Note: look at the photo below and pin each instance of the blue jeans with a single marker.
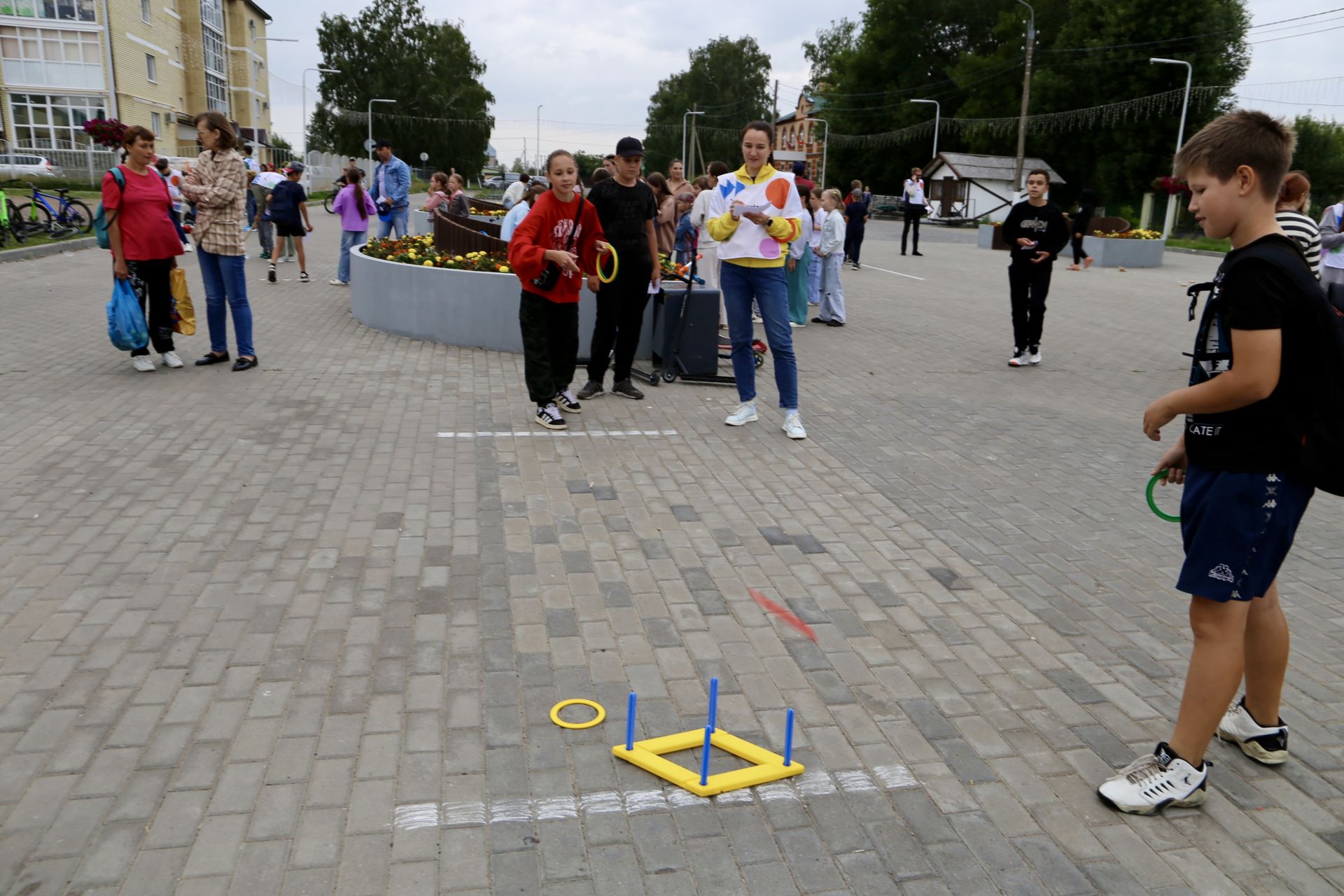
(397, 219)
(349, 241)
(769, 288)
(226, 276)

→ **INSTRUCTIONS TO FOLLOW**
Rewrite every line of the entries above, including the request text, shifting each coordinate in the answer points up by 80. Omit the pictures.

→ **ANSWER**
Note: look at the photo below and pin each instance of the blue jeans with a single marker.
(477, 299)
(429, 321)
(849, 368)
(306, 356)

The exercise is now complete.